_Brief_: Find every line in the entries below that contains the word "suit", and copy each of those lines in full. Match case exactly.

_Records supplied_:
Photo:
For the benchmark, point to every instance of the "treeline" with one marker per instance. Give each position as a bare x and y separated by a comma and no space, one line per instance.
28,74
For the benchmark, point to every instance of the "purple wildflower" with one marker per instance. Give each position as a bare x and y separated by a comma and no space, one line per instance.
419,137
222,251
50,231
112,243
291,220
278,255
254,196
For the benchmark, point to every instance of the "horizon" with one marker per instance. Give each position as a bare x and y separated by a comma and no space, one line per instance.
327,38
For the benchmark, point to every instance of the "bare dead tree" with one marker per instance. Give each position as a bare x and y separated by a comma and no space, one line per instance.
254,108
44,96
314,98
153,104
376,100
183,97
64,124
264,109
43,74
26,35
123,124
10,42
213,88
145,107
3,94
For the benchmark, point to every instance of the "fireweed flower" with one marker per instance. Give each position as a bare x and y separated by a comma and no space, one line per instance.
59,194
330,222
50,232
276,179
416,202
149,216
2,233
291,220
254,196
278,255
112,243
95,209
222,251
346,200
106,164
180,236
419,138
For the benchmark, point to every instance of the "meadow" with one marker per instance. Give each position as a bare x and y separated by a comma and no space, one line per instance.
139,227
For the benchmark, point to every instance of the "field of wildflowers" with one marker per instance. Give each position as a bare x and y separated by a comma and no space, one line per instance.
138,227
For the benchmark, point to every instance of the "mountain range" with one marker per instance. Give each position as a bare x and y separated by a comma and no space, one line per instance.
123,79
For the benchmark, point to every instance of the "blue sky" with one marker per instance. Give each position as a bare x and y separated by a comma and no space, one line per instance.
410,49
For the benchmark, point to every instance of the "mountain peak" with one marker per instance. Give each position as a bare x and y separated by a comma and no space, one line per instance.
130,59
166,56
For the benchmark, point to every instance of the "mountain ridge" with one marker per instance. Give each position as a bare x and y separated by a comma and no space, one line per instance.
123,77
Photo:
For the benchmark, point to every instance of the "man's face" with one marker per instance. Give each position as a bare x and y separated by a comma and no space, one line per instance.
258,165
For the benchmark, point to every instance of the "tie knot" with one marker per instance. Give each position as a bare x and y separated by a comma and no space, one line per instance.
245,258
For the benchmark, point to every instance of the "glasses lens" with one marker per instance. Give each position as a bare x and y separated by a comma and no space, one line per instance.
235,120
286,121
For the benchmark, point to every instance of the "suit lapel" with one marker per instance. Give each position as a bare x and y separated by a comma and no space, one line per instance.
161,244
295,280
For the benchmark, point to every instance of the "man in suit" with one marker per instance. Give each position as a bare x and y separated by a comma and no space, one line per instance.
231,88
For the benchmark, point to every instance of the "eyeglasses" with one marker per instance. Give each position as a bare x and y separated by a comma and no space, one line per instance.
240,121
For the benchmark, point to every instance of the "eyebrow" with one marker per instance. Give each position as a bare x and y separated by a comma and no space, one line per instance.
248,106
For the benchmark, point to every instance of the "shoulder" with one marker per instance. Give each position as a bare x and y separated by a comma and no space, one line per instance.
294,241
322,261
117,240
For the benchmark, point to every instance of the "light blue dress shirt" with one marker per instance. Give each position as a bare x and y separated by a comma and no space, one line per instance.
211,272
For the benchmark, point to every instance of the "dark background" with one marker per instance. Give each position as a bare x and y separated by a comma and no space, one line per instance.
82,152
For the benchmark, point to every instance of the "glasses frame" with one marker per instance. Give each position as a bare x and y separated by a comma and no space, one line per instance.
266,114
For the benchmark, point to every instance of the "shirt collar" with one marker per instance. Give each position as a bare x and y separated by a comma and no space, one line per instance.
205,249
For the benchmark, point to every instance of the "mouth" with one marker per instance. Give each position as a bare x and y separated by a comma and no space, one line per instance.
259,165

_Result_:
For the benchmark, point to every instance of the "suit lapel" with one marker per instance. Give each position as a bare x and y separated by a comma and no space, one line per instance.
For the benchmark, point to every instance of the "man in suit" with one marker per instance. Give each position as a bare x and y separated by a comma and no space, one line per instance.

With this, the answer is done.